Monday, March 9, 2015
Murder of a friend - Edward Lucas
Murder of a friend
My immediate reaction to the opposition leader’s death on Friday evening was misery and fury. Now, it is fear. Fear for what the assassination of my friend may herald—either a return to a terrifying past, or a descent into a still more alarming future.
Edward Lucas
Boris Nemtsov was my closest friend in Russian politics. I had known him since the late 1990s when he was trying vainly to stem the sleaze and authoritarianism that eventually brought Putin and his ex-KGB cronies to power.
Unlike some Russian liberals, Nemtsov saw through Putin from the beginning. He disliked the new leader’s background as an unrepentant KGB officer, and worried about his murky years spent in the city administration of gangster-ridden St Petersburg.
He decried the political bargain that the new regime offered as sinister and misleading: Russians craved stability but it should not come at the price of ending political pluralism.
As the regime tightened its grip on the electoral system, Nemtsov and other liberals were excluded from public life. He turned to protests and to investigating corruption and incompetence.
One set of possibilities surrounds the theory that his assassination was ordered by the Putin regime. It could be a simple attempt to silence him. Nemtsov was about to release a report on Russia’s war in Ukraine. I doubt that would justify his murder. His other investigative reports were damning—but they had little impact, because the official media ignored them. Russia’s role in attacking and destabilising Ukraine is well proven. The shortage is not of more evidence, but of will power in the West. Even Nemtsov could not provide that.
Nor do I think it likely that he was killed to forestall a protest march planned for last Sunday. The opposition in Russia is barely worthy of the name: Nemtsov himself told the FT shortly before his death that he was now a mere dissident. The regime has plenty of way of keeping its quarrelsome and marginal critics in check, chiefly by harassing them through the criminal justice system. Why add the extra complication of murder?
More likely is that the killing was symbolic. The official media, with suspicious unanimity, is taking the line that Nemtsov was murdered by other opposition elements, or possibly their foreign paymasters, in order to destabilise Russia.
It is hard to follow this perverse reasoning, or to find any facts to support it. But as with the Kirov murder in 1934, which gave Stalin reason to purge Soviet life of any dissent, Nemtsov’s killing could give the regime grounds for launching a serious crackdown.
Russia’s history is drenched in blood and tears. Countless people died in the Stalinist purges of the late 1930s. The pretext for these purges was a spectacular murder. The bon vivant Sergei Kirov, Communist Party boss in Leningrad, was a growing threat to the brutal, suspicious Josef Stalin.

### Given instruction 1
Count the lines in the listing below that contain the string "football", matching case exactly, and reply with the number alone.

### Raw records
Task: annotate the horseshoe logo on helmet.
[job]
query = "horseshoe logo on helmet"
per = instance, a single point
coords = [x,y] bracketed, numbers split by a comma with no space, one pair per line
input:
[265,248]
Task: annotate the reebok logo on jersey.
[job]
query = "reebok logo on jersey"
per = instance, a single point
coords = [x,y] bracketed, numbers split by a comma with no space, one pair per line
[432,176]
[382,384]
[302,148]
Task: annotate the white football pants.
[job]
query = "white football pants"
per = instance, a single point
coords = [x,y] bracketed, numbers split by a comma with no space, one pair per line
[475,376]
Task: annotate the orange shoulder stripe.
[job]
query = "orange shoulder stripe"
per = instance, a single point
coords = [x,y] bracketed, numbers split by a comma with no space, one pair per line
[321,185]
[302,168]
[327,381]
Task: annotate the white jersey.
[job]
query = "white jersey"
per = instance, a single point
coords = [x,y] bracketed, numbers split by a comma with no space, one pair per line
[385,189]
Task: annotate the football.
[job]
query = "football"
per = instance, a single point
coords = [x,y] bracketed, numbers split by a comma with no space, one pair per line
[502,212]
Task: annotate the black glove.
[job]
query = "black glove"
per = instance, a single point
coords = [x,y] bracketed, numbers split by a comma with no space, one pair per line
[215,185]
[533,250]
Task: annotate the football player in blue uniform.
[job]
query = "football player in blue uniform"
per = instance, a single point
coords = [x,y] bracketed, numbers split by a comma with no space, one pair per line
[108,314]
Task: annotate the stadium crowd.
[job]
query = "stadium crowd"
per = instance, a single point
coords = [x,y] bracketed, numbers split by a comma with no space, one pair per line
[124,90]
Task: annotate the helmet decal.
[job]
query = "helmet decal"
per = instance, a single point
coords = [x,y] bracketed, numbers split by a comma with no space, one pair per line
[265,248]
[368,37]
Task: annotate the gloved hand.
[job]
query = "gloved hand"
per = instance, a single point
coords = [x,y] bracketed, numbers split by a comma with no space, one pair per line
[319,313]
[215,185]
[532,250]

--

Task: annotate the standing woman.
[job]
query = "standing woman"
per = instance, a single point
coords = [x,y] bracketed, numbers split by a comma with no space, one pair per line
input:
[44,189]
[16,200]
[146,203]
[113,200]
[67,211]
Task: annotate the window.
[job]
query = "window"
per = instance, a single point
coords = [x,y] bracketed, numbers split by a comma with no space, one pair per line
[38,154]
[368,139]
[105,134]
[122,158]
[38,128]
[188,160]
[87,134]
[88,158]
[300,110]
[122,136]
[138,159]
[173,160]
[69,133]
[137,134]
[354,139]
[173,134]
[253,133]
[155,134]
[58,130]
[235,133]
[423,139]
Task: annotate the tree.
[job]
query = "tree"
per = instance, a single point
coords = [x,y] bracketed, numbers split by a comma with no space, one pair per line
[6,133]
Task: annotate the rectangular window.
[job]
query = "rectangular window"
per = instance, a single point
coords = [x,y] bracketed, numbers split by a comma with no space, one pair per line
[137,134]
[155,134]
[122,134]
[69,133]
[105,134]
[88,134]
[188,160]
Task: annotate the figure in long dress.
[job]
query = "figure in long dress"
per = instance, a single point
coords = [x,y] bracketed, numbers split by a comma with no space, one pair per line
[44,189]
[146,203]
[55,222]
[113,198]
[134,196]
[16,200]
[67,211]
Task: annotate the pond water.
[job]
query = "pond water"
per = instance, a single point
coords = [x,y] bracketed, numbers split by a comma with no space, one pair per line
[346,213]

* * *

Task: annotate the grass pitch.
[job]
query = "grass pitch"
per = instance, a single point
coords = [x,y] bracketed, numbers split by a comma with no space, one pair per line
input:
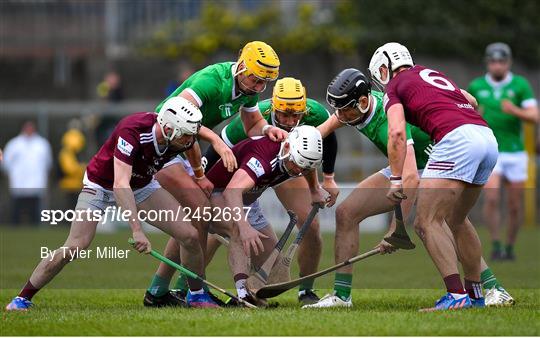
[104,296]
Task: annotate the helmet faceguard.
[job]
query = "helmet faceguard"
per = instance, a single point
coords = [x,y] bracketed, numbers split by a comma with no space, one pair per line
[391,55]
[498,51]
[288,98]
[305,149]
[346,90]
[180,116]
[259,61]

### Given instruction 2
Summarize the piece on the murder of Boris Nemtsov in two sentences.

### Response 1
6

### Response 2
The writer, a close friend of Boris Nemtsov, describes a reaction to the opposition leader's assassination that moved from misery and fury to fear, and recalls how Nemtsov saw through Putin from the beginning and, once excluded from public life, turned to protests and to investigating corruption and incompetence. The writer doubts he was killed to stop a report on Russia's war in Ukraine or a planned protest march, and considers it more likely that the killing was symbolic and could give the regime grounds for a serious crackdown, as the Kirov murder in 1934 gave Stalin reason to purge Soviet life of dissent.